— START RECORDS TO USE —

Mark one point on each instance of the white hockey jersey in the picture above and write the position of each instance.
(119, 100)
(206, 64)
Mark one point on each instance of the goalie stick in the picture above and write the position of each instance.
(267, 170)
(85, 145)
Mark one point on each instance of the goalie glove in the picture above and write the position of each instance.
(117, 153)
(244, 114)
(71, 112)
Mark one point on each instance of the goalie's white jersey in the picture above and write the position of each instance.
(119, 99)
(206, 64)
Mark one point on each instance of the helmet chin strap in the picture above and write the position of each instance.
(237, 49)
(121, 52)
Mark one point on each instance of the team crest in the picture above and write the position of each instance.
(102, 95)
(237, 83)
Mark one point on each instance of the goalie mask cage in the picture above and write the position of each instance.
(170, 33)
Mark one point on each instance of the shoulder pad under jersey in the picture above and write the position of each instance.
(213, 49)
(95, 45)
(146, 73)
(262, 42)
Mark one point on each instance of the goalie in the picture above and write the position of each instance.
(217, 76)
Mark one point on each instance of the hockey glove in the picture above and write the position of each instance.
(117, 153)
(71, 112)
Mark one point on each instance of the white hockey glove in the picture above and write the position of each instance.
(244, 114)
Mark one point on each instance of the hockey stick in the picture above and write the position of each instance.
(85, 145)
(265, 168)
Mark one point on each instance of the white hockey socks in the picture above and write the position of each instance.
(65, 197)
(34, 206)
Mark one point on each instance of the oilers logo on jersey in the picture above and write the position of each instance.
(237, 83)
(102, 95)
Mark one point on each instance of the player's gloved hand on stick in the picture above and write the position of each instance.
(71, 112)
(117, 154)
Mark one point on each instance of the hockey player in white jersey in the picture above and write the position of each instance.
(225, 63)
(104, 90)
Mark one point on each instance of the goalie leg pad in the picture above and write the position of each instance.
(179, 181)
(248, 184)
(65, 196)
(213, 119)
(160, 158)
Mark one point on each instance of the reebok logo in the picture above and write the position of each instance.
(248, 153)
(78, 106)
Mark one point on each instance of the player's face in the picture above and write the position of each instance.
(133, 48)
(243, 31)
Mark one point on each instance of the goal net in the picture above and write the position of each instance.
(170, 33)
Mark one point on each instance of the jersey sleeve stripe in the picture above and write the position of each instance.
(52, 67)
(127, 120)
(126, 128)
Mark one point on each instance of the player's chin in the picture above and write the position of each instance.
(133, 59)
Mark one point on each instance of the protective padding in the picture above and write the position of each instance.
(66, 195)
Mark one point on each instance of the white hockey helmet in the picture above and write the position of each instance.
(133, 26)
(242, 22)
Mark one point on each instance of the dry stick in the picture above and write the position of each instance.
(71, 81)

— END RECORDS TO USE —

**DIRECTIONS**
Please copy all of the data above line for line, without changing anything.

**WRITTEN ANSWER**
Mark one point on each instance of the white hockey jersey in the picture above and write the position of each instance.
(119, 100)
(206, 64)
Mark one point on each instance of the goalie stick in the picture above and write the position of each instance.
(267, 170)
(85, 145)
Mark one point on each instance of the goalie glove in the picture above and write the position of each instance.
(117, 153)
(244, 114)
(71, 112)
Mark one point on each instance of the goalie's white jersey in the picture above and write the position of each instance.
(119, 99)
(206, 64)
Mark one point on each instance of the helmet chin strap in the picture above and write the position of each instance.
(237, 49)
(121, 52)
Mark one point on each instance of the team crest in the picture above and write the position of each instance.
(102, 95)
(237, 83)
Mark one point on each instance of the goalie mask cage in the picture above and write the position of each instance.
(170, 33)
Mark one point on each instance of the shoulder pad under jersey in the picture above and write the position of each instance.
(213, 49)
(95, 45)
(146, 73)
(262, 42)
Mark one point on each instance of the goalie in the picture above and write the position of each instance.
(217, 76)
Mark one point on each instance of the hockey glove in the picture above and write the position of each instance.
(117, 153)
(71, 112)
Mark one point on each instance of the white hockey glove in the picture above and write the position of each instance.
(244, 114)
Mark one point on each instance of the hockey stick in the picture above and write the position of each instance.
(85, 145)
(265, 168)
Mark one point on each instance of the white hockey socks in the picture above and write the position of each instance.
(65, 197)
(34, 206)
Mark one point on each instance of the oilers logo on jersey in the picture above and write the position of each instance.
(237, 83)
(102, 95)
Mark one point on each instance of the player's gloved hand on stick in the picture above and write the position of each instance.
(71, 112)
(117, 154)
Mark one point on each instance of the hockey player in white jersey in the picture above and write the position of each instance.
(225, 63)
(104, 90)
Mark one point on each instance of the goalie leg pad in the picture above and write the position of each instance.
(179, 181)
(248, 184)
(65, 196)
(213, 119)
(160, 158)
Mark one point on each instance of the reebok logo in the picture above and write the position of each instance.
(248, 153)
(78, 106)
Mark one point on each instance of the player's face in the picture above and write the position of each instance.
(133, 48)
(243, 31)
Mark one point on each instance of the goal net in the picture above and write the position of each instance.
(170, 33)
Mark one point on each instance of the jersey sleeve stripe in the picture above and write the position of each instance.
(52, 67)
(127, 120)
(126, 128)
Mark one point on each instance of the player's chin in the picture above and write the position of each instance.
(133, 59)
Mark one point on each instance of the protective padding in the picture above and write the position of each instance.
(66, 195)
Mark one point on each instance of the white hockey helmet in the picture above and write the position of each instance.
(133, 26)
(242, 22)
Mark one point on each instance of the dry stick in the picture above and write the position of each instance.
(71, 81)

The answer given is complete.